>>>>>
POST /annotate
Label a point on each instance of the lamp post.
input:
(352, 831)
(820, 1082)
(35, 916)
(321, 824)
<<<<<
>>>>>
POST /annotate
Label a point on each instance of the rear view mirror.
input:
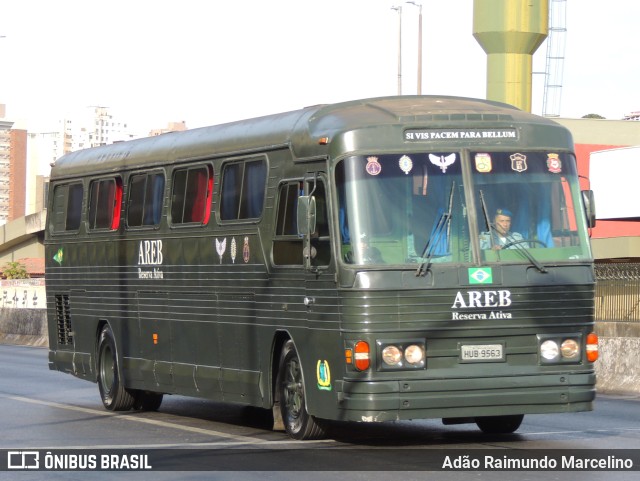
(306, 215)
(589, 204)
<<<<<
[WHAT THE EXERCISE ASKS]
Pick out every line in the rows above that contains the word "instance", and copy each one.

[FINAL RESULT]
Label a point on each instance of the lamp post.
Label a point on each instance of the rear view mirror.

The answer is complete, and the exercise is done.